(Beginning of INFORMATION PROVIDED)

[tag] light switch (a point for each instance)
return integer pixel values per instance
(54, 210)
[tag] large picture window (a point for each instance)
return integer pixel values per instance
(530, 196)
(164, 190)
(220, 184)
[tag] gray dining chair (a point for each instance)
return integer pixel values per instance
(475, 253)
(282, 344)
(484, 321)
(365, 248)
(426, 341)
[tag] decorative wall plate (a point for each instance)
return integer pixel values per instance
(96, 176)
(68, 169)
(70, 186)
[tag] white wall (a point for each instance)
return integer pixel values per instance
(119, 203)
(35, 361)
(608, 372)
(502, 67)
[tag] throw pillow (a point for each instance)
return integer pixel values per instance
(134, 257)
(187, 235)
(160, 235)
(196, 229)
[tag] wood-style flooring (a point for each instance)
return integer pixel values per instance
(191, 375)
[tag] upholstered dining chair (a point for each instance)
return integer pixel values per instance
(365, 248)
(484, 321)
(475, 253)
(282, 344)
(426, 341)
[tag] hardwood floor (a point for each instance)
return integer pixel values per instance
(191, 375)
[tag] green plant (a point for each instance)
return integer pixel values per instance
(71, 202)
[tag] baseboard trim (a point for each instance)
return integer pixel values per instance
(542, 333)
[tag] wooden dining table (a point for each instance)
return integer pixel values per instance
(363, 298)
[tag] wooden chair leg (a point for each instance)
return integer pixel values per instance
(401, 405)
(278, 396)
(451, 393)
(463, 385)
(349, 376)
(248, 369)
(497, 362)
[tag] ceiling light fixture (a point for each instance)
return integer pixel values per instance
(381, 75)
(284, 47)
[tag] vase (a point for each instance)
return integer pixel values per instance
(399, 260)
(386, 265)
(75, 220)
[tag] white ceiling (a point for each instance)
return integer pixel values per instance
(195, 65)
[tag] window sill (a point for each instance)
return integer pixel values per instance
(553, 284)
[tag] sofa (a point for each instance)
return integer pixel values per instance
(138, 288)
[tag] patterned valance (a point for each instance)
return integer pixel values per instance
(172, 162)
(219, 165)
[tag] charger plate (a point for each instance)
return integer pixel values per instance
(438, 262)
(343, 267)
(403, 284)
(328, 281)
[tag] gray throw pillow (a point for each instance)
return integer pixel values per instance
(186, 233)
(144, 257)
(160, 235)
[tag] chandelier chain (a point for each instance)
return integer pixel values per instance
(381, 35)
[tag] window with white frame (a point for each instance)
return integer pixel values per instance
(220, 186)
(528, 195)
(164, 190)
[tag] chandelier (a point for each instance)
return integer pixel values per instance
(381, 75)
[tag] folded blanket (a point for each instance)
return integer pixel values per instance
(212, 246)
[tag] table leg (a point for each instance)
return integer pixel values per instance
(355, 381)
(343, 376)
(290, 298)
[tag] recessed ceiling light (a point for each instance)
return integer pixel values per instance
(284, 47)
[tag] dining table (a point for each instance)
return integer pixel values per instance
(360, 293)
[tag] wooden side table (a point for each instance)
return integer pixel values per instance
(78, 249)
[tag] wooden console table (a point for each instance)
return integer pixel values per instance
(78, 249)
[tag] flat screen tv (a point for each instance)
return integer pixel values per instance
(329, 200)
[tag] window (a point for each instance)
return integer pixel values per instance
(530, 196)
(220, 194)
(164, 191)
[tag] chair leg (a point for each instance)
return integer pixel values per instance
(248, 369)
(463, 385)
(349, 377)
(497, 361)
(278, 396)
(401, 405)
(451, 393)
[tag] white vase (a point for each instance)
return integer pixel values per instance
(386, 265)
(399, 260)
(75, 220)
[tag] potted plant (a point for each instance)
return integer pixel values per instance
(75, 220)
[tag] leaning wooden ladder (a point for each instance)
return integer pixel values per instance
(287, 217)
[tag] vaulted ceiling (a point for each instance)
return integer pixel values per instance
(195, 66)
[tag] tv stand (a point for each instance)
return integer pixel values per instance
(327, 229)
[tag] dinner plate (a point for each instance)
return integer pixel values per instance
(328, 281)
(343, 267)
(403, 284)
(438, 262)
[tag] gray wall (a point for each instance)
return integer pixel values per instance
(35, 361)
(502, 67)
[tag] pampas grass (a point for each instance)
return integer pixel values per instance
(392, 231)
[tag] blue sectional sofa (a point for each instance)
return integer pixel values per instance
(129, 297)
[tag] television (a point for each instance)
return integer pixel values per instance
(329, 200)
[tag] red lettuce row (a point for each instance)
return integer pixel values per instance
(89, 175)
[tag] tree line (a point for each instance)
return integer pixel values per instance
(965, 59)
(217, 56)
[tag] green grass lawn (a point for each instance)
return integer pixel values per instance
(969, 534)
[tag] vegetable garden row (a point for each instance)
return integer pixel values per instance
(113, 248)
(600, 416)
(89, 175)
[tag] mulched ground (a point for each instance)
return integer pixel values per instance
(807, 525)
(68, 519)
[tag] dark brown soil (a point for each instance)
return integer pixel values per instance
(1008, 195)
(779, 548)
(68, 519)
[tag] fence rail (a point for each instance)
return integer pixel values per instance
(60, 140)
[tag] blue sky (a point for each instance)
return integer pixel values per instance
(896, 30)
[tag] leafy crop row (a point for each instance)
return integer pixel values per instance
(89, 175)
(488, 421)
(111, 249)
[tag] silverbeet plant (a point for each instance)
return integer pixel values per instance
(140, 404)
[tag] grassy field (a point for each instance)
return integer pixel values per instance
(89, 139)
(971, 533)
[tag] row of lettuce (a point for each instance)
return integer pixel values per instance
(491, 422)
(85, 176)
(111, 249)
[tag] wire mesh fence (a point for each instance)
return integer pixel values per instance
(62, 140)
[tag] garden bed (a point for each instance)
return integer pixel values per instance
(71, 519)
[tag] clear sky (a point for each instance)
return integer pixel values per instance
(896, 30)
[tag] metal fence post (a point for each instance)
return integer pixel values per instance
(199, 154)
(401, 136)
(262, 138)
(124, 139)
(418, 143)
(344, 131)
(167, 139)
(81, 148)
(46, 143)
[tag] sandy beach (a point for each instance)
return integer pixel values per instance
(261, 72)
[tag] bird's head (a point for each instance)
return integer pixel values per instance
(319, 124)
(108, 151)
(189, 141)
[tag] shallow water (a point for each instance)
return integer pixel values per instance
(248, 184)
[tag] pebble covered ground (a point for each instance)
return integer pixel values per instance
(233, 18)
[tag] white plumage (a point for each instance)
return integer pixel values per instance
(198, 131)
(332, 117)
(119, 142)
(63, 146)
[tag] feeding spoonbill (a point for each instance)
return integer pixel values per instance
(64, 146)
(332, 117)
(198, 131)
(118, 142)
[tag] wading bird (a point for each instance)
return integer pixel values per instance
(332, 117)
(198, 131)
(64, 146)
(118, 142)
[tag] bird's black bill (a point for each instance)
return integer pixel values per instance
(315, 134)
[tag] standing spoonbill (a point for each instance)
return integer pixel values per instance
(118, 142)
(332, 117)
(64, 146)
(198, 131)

(End of INFORMATION PROVIDED)

_WORK INSTRUCTION_. Word for word, restate the material above.

_RESULT BELOW_.
[tag] light switch (a point for each instance)
return integer pixel values per instance
(54, 210)
[tag] large picture window (a point for each instance)
return integer pixel values per instance
(530, 196)
(164, 190)
(220, 184)
[tag] gray dining chair (a point for each instance)
return integer pixel values per instance
(475, 253)
(282, 344)
(484, 321)
(365, 248)
(426, 341)
[tag] decorative wall plate (a point for each instance)
return integer pixel values per instance
(96, 176)
(68, 169)
(70, 186)
[tag] white wall (a point for each instance)
return integer pixel values per instance
(119, 203)
(35, 361)
(608, 372)
(502, 67)
[tag] throw pillow (a point for each instance)
return integer pixel values per instance
(134, 257)
(187, 235)
(160, 235)
(196, 229)
[tag] wood-style flooring (a point for each instance)
return integer pixel values per instance
(191, 375)
[tag] upholstered dining chair (a point for each instance)
return integer pixel values per instance
(365, 248)
(484, 321)
(475, 253)
(282, 344)
(426, 341)
[tag] hardwood floor (a point for each instance)
return integer pixel values per instance
(191, 375)
[tag] green plant (a point for each instance)
return integer pixel values per instance
(71, 202)
[tag] baseboard trim (a point for each instance)
return integer pixel values per instance
(542, 333)
[tag] wooden dining table (a point for each instance)
return integer pixel values per instance
(363, 298)
[tag] wooden chair leg (a point for each instance)
return integer pixel values per instance
(401, 405)
(278, 396)
(451, 393)
(463, 385)
(349, 376)
(248, 369)
(497, 362)
[tag] ceiling light fixture (a point for each instance)
return integer pixel values per instance
(381, 75)
(284, 47)
[tag] vase (a point for each instance)
return integer pixel values per instance
(399, 260)
(386, 265)
(75, 220)
[tag] white ceiling (a point for each instance)
return integer pixel values per instance
(195, 65)
[tag] window sill (a point for each instance)
return integer pixel values per instance
(553, 284)
[tag] sofa (a point for each instance)
return integer pixel values per instance
(138, 288)
[tag] patterned valance (a point for each instance)
return integer pixel values per instance
(172, 162)
(219, 165)
[tag] charger plate (a point for each instance)
return integer pixel values per instance
(438, 262)
(343, 267)
(403, 284)
(328, 281)
[tag] gray throw pillow (a point for each instance)
return integer pixel values per instance
(186, 233)
(144, 257)
(160, 235)
[tag] chandelier chain (a point for each instance)
return integer pixel values per instance
(381, 35)
[tag] window with white frame (a point for each instance)
return integer pixel values per instance
(220, 186)
(528, 195)
(164, 190)
[tag] chandelier (a point for each instance)
return integer pixel values per instance
(381, 75)
[tag] folded blanket (a point for each instance)
return integer pixel values per instance
(212, 246)
[tag] table leg (a point for each instance)
return integer pixel values per instance
(355, 381)
(343, 376)
(290, 298)
[tag] recessed ceiling light (a point for each instance)
return integer pixel values per instance
(284, 47)
[tag] dining table (a point for each instance)
return integer pixel values per instance
(360, 293)
[tag] wooden side table (a point for each instance)
return integer pixel values per instance
(78, 249)
[tag] wooden console table (a point for each instance)
return integer pixel values per instance
(78, 249)
[tag] flat screen tv (a point for each instance)
return integer pixel values per instance
(329, 200)
[tag] window (a point for each instance)
return integer pixel values per instance
(530, 196)
(220, 194)
(164, 191)
[tag] chair leg (a point for each instance)
return integer pixel values per instance
(248, 369)
(463, 385)
(349, 377)
(497, 361)
(278, 396)
(401, 405)
(451, 393)
[tag] white vase (a point for each instance)
return integer pixel values per instance
(386, 265)
(399, 260)
(75, 220)
[tag] potted plant (a point for each instance)
return integer pixel values per instance
(75, 220)
[tag] leaning wooden ladder (a point for each instance)
return integer pixel values per instance
(287, 217)
[tag] vaulted ceiling (a point for each instance)
return integer pixel values per instance
(195, 66)
[tag] tv stand (a point for each instance)
return integer pixel values per instance
(327, 229)
[tag] dinner plate (a point for each instance)
return integer pixel values per instance
(328, 281)
(343, 267)
(403, 284)
(438, 262)
[tag] gray wall (a point for each instance)
return integer pixel values per instance
(35, 361)
(502, 67)
[tag] pampas grass (a point for each instance)
return integer pixel values per instance
(392, 231)
[tag] blue sectional sofa (a point for each instance)
return integer pixel values per instance
(129, 297)
[tag] television (a point for each instance)
return integer pixel values per instance
(329, 200)
[tag] red lettuce row (a point for each instance)
return integer pixel values per instance
(89, 175)
[tag] tree line (a point for each instance)
return integer pixel values per instance
(965, 59)
(217, 56)
[tag] green grass lawn (a point for each instance)
return integer pixel values per instance
(969, 534)
[tag] vegetable garden row (a point for each instance)
return integer pixel values per instance
(113, 248)
(600, 416)
(89, 175)
[tag] mulched ground (a point for each instance)
return integer pixel values per instance
(807, 525)
(68, 519)
[tag] dark brown soil (a point for each instance)
return integer pixel values per instance
(1008, 195)
(779, 548)
(68, 519)
[tag] fence rail (a point for each instance)
return integer pixel values per instance
(60, 140)
[tag] blue sky (a point for each instance)
return integer pixel values per instance
(896, 30)
[tag] leafy crop row (a point for each instance)
return integer pixel values per instance
(89, 175)
(488, 421)
(111, 249)
[tag] silverbeet plant (a point for each instance)
return integer pixel values per instance
(140, 404)
[tag] grassy field (a point for each instance)
return integer pixel values per instance
(89, 139)
(971, 533)
[tag] row of lettuce (a point for each instance)
return integer pixel values per instance
(491, 422)
(85, 176)
(111, 249)
[tag] wire mesh fence (a point for each instance)
return integer pixel values per instance
(62, 140)
[tag] garden bed (a point for each instance)
return integer pixel values per instance
(71, 519)
[tag] clear sky (a point for each instance)
return integer pixel values per instance
(896, 30)
[tag] metal fence post (a point for each instance)
return integer pixel values per instance
(199, 154)
(401, 136)
(262, 138)
(124, 139)
(418, 143)
(344, 131)
(167, 139)
(81, 148)
(46, 143)
[tag] sandy beach (a point for each instance)
return integer pixel values per instance
(261, 72)
[tag] bird's head (a point for each instance)
return integer pixel values per instance
(319, 124)
(108, 151)
(189, 141)
[tag] shallow water (a point for each instance)
return integer pixel values per instance
(248, 184)
[tag] pebble covered ground (a point for each instance)
return integer pixel values per instance
(233, 18)
[tag] white plumage (a point for each instance)
return integer pixel values per instance
(198, 131)
(332, 117)
(119, 142)
(63, 146)
[tag] feeding spoonbill (a point for each instance)
return integer pixel values per instance
(64, 146)
(332, 117)
(198, 131)
(118, 142)
[tag] wading bird (a point for each instance)
return integer pixel values per instance
(332, 117)
(198, 131)
(64, 146)
(118, 142)
[tag] bird's black bill (a point for each instance)
return integer pixel values per instance
(315, 134)
[tag] standing spoonbill (a point for each instance)
return integer pixel values per instance
(118, 142)
(332, 117)
(64, 146)
(198, 131)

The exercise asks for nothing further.